WORK ORDER ::
Give again the line that contains "Return the segmentation of every instance of the 943" and every line after it to the end of the records. Keep them exactly as they are and add nothing.

Stored data
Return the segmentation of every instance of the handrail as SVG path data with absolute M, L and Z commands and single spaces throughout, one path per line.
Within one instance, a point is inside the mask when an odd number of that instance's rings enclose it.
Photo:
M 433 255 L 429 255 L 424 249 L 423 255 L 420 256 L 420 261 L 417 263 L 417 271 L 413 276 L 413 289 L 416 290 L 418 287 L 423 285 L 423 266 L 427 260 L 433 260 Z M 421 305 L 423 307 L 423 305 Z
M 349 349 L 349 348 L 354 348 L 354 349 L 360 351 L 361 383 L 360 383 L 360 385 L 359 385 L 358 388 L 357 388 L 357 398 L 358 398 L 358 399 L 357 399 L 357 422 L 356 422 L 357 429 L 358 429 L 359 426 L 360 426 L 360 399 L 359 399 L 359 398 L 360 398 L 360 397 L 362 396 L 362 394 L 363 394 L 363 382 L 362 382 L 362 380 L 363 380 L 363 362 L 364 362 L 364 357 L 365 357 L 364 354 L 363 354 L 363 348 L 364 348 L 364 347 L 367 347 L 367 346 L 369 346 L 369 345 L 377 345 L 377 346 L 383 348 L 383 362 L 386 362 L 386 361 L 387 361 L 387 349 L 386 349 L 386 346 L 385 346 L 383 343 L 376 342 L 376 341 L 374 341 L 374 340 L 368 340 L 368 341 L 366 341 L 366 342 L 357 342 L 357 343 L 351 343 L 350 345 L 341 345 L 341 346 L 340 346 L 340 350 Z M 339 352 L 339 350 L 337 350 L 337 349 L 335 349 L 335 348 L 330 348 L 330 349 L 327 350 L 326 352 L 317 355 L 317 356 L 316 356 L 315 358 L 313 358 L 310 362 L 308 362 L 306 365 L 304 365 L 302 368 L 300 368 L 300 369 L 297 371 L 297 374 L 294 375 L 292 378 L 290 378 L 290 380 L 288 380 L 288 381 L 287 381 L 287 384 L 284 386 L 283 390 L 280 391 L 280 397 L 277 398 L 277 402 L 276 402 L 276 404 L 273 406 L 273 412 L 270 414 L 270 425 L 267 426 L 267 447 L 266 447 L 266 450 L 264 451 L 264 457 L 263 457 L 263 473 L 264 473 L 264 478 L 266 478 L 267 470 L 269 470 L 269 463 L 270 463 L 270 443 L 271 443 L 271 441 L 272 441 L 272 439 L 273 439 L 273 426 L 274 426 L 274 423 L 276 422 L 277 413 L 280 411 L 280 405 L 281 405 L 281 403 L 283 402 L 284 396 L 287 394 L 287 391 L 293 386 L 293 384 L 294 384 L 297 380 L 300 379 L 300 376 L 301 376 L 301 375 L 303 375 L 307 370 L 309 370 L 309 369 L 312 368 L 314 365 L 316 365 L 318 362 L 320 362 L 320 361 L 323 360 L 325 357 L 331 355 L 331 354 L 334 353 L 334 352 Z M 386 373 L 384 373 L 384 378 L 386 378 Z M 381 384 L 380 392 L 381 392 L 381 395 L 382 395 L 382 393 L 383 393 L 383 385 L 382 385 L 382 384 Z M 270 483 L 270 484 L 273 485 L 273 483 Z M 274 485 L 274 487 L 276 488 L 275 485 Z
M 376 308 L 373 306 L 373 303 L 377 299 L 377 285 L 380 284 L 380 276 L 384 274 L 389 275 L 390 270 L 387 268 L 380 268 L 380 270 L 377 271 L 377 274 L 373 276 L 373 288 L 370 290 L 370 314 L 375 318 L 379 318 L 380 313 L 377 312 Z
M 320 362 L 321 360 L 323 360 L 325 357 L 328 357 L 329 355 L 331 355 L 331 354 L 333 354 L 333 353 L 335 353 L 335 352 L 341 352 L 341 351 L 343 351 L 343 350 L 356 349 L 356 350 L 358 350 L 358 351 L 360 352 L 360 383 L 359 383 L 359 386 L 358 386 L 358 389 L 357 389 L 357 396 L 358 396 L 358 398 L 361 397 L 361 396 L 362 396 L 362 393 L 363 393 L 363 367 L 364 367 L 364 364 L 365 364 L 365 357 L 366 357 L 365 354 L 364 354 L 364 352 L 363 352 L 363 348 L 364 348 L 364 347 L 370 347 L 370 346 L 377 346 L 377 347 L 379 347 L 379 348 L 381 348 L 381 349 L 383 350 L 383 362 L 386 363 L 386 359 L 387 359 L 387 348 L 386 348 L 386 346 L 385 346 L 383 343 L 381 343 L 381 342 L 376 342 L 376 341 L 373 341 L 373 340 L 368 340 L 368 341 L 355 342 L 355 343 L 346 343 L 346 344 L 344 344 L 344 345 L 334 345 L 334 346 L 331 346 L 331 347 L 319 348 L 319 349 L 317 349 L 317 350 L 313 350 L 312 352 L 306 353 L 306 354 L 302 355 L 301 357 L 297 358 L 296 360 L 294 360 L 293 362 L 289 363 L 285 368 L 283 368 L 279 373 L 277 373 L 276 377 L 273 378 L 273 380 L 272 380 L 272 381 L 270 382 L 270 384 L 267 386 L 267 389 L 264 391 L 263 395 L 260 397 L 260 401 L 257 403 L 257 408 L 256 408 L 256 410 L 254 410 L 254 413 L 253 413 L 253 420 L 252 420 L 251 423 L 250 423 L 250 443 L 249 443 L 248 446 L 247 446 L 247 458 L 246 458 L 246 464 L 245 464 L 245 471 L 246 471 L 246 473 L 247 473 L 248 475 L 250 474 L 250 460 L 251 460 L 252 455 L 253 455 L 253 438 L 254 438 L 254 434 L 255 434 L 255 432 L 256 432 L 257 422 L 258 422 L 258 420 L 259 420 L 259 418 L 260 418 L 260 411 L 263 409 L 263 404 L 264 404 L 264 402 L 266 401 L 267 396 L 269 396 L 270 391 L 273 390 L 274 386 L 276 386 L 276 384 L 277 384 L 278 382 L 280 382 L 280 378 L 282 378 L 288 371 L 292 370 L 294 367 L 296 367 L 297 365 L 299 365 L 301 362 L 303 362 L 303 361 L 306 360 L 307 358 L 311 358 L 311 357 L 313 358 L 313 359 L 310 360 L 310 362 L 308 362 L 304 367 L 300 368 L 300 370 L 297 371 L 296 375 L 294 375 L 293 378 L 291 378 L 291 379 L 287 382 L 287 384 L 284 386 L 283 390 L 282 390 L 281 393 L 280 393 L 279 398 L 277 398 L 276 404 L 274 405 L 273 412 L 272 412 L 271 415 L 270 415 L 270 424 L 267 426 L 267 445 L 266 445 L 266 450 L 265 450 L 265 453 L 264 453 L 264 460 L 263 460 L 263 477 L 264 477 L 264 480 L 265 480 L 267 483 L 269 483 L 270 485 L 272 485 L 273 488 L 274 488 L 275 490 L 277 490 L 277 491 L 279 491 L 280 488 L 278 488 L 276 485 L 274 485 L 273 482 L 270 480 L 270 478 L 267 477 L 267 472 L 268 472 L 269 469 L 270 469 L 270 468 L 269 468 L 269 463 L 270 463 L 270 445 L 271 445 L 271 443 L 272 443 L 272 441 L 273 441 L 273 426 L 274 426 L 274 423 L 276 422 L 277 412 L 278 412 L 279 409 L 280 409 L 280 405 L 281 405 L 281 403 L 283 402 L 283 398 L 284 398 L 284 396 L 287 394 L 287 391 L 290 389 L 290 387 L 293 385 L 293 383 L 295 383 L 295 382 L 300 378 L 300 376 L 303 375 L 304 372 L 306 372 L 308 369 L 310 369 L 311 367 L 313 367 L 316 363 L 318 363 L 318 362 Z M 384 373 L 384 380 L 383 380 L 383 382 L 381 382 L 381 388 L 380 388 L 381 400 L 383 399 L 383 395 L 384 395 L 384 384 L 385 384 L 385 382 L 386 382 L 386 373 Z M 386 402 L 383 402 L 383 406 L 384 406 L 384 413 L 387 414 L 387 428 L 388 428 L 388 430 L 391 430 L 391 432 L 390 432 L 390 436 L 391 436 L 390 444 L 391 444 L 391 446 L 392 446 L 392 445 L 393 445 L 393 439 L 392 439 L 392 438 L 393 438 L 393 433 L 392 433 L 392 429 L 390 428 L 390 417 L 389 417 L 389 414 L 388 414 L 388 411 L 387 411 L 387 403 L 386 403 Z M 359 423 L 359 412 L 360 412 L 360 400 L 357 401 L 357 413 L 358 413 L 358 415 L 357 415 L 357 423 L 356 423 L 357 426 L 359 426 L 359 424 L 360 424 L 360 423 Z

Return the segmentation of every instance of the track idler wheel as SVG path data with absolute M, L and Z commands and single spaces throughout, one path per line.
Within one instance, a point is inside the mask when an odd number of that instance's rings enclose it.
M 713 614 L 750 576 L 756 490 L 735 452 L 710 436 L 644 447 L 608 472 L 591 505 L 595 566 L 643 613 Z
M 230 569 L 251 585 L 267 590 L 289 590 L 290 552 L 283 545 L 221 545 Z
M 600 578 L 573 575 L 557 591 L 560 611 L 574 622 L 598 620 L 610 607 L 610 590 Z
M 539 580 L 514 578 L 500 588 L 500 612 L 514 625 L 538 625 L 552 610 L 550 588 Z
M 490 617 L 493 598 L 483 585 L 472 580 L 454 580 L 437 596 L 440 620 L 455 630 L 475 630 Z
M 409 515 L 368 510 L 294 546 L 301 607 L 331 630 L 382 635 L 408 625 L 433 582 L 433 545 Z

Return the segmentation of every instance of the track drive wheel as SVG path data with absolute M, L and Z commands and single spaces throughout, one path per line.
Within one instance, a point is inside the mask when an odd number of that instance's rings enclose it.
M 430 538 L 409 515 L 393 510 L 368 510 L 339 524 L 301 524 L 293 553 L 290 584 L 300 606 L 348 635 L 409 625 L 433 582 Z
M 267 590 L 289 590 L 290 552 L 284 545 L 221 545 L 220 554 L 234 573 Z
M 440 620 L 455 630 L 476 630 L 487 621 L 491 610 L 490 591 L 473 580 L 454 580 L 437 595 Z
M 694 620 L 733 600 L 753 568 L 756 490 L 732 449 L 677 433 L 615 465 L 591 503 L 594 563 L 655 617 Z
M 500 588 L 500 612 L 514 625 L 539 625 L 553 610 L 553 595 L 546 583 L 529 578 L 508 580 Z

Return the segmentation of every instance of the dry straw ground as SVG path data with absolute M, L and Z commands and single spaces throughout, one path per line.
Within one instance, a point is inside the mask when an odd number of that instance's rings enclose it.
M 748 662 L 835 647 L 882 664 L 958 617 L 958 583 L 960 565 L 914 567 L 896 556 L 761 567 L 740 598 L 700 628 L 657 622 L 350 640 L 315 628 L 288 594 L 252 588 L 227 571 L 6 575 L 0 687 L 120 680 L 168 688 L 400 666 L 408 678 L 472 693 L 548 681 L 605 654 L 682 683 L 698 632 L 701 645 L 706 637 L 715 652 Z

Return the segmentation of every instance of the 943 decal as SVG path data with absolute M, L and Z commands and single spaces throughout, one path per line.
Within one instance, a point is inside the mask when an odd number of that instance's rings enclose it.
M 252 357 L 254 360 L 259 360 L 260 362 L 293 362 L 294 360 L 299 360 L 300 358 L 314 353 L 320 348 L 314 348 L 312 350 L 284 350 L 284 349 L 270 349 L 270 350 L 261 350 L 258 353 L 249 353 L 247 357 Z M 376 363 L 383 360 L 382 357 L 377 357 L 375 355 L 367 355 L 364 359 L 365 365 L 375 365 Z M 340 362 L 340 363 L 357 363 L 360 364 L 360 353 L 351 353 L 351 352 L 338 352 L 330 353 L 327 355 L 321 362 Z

OUTPUT FOR THIS TASK ::
Return the segmentation of every instance of the 943 decal as SVG path data with absolute M, L and Z commands and single spaces throughout, one path per line.
Within one instance, a point is inside the mask when an odd number of that instance's rings enclose it.
M 252 357 L 254 360 L 259 360 L 260 362 L 293 362 L 294 360 L 299 360 L 300 358 L 314 353 L 320 348 L 314 348 L 312 350 L 284 350 L 284 349 L 270 349 L 270 350 L 261 350 L 258 353 L 249 353 L 247 357 Z M 376 363 L 383 360 L 382 357 L 377 357 L 375 355 L 367 355 L 364 359 L 365 365 L 375 365 Z M 340 362 L 340 363 L 357 363 L 360 364 L 360 353 L 351 353 L 351 352 L 338 352 L 330 353 L 327 355 L 321 362 Z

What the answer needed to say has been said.